BEGIN Data provided

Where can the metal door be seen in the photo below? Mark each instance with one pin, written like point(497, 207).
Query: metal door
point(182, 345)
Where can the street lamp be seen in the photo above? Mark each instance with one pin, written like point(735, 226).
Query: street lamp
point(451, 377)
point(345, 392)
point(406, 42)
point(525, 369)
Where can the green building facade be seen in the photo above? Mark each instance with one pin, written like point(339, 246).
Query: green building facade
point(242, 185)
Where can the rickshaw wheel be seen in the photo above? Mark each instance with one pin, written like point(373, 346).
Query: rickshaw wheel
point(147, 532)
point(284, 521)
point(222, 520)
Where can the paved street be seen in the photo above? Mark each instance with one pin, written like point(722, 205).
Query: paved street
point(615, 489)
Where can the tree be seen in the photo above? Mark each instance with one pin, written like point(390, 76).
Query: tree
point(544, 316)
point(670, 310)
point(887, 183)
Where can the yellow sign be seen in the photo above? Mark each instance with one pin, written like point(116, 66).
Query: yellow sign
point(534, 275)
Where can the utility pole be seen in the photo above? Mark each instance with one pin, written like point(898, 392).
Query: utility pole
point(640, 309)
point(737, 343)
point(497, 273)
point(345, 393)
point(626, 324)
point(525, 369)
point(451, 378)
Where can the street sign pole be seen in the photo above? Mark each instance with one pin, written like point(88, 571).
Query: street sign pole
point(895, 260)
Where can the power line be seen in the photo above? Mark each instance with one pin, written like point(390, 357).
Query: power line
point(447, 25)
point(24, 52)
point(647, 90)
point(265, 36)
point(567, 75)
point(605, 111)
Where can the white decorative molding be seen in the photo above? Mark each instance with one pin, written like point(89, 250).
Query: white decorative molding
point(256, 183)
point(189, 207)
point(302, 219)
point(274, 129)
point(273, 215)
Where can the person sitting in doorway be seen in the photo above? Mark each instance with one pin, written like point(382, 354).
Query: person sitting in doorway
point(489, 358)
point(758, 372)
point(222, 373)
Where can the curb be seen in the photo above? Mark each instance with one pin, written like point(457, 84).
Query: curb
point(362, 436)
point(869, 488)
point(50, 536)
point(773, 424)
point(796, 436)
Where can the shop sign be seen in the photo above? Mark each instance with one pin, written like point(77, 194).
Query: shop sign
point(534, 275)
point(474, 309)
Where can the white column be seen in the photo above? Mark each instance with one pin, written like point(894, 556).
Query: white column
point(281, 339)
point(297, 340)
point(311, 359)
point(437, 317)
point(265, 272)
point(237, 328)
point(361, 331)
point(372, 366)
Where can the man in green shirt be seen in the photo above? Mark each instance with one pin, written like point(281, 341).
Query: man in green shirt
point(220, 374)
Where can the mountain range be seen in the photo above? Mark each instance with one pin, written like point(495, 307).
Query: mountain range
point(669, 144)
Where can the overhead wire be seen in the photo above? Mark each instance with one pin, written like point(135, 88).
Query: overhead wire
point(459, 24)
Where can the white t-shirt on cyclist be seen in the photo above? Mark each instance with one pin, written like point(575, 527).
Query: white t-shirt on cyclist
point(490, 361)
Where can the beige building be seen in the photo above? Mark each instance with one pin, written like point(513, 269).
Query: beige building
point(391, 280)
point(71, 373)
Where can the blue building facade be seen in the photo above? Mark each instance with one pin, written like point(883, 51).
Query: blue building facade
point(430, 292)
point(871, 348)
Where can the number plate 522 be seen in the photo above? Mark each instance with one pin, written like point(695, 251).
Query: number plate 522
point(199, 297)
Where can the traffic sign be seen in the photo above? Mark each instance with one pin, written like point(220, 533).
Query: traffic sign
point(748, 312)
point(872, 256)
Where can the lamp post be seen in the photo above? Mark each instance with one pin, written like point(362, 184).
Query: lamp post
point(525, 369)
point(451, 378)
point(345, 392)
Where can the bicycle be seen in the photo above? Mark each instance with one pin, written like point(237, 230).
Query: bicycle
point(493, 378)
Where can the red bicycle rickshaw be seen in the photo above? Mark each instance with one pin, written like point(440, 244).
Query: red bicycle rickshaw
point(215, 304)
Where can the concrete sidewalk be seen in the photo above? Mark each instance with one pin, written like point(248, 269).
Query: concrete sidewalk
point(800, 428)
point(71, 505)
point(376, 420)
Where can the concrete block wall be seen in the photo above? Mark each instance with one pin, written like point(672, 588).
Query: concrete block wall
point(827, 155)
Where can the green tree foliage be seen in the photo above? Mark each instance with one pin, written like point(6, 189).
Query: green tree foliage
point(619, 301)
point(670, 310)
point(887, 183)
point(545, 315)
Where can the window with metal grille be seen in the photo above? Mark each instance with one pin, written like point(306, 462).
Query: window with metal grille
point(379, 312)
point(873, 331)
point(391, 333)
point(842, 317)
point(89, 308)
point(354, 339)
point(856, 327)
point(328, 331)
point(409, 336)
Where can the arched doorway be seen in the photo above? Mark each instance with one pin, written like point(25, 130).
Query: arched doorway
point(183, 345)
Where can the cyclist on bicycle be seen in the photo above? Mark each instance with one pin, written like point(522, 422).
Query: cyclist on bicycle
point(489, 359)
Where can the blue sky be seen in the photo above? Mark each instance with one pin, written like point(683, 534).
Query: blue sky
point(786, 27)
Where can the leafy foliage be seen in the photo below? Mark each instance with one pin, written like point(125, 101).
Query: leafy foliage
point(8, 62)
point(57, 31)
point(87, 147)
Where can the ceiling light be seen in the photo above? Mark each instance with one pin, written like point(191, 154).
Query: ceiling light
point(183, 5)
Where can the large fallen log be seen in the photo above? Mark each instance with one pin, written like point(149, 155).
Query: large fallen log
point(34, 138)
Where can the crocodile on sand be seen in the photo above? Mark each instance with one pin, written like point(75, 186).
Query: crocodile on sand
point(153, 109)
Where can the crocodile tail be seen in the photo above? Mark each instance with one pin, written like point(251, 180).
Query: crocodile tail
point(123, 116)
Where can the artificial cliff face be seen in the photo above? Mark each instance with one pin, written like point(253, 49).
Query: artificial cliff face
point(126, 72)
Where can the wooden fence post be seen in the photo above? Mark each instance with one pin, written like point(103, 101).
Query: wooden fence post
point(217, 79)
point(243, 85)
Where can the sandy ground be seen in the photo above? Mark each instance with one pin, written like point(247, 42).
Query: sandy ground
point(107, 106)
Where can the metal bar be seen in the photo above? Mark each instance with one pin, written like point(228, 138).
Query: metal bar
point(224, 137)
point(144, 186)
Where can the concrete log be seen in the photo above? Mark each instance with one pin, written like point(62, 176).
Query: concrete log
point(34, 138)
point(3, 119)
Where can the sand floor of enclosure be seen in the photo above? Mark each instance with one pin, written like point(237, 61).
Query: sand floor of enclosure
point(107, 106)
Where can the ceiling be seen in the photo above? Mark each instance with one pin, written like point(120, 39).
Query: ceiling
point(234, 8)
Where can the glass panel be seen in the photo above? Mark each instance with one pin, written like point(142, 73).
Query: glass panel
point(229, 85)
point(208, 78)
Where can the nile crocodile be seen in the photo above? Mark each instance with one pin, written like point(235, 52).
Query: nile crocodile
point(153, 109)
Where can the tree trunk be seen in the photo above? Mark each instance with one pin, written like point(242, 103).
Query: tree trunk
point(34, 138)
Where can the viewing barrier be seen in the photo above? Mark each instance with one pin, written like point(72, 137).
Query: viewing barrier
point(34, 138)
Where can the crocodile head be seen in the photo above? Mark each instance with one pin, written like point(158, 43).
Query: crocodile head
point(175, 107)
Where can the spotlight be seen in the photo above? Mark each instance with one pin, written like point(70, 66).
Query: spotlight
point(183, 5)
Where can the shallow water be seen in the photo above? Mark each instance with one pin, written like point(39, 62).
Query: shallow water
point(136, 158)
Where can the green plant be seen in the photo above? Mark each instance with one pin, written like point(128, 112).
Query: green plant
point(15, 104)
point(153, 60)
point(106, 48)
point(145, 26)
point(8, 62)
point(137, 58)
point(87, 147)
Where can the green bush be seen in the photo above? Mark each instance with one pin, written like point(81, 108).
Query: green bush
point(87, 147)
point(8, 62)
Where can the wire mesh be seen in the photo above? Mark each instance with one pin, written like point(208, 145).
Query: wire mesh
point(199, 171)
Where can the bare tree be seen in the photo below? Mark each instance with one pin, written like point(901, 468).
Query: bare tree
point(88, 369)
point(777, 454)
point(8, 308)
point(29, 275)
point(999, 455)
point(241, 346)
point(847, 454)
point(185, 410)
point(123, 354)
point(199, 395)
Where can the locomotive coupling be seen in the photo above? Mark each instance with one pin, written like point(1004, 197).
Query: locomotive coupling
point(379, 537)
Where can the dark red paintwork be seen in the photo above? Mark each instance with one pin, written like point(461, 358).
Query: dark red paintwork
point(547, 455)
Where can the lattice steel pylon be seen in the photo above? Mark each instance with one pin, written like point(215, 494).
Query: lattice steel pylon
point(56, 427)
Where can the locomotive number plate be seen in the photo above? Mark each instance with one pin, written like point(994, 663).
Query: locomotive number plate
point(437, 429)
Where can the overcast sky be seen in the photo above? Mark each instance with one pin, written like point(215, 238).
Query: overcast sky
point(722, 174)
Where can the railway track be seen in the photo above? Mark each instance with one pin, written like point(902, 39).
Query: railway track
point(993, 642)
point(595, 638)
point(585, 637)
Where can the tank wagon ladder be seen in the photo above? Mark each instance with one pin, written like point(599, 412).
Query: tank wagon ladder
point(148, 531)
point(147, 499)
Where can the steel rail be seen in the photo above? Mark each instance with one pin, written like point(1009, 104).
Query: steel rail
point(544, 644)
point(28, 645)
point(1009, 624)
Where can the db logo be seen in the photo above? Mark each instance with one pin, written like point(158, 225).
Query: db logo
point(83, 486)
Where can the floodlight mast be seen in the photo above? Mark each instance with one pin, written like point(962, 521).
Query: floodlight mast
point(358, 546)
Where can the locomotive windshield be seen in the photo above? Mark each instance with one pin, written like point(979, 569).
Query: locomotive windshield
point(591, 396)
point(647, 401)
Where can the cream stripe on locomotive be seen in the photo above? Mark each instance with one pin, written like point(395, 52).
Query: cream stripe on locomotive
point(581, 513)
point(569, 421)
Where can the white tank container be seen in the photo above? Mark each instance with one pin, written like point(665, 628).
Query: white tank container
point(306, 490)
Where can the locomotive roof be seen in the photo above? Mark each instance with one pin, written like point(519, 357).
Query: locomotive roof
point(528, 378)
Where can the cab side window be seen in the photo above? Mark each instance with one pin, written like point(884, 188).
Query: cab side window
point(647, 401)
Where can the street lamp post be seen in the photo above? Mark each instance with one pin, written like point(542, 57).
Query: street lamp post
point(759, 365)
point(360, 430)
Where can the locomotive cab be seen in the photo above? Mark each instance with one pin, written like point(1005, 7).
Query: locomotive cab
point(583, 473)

END Data provided

* What to do *
Return exactly what appears above, from the first line of the entries to the line with "Where can the yellow", inclusive.

* Reply to the exercise *
Where can the metal door be seen in the photo below? Mark each instance with one pin, written like point(497, 207).
Query: metal door
point(182, 345)
Where can the street lamp be seen in the photo above? Mark each instance with one pin, written like point(735, 226).
Query: street lamp
point(451, 377)
point(345, 392)
point(406, 42)
point(525, 369)
Where can the green building facade be seen in the photo above? Mark each instance with one pin, written like point(339, 246).
Query: green building facade
point(242, 185)
Where can the rickshaw wheel be seen in the photo above? Mark each instance with one pin, written like point(373, 346).
Query: rickshaw wheel
point(147, 532)
point(284, 521)
point(222, 520)
Where can the paved street be seen in the photo above? Mark each instance with one pin, written like point(722, 205).
Query: paved street
point(615, 489)
Where can the tree be seen in the photo above? Mark each instance with one pin, written like point(390, 76).
Query: tree
point(544, 316)
point(670, 310)
point(887, 183)
Where can the yellow sign be seen in the photo above? Mark each instance with one pin, written like point(116, 66).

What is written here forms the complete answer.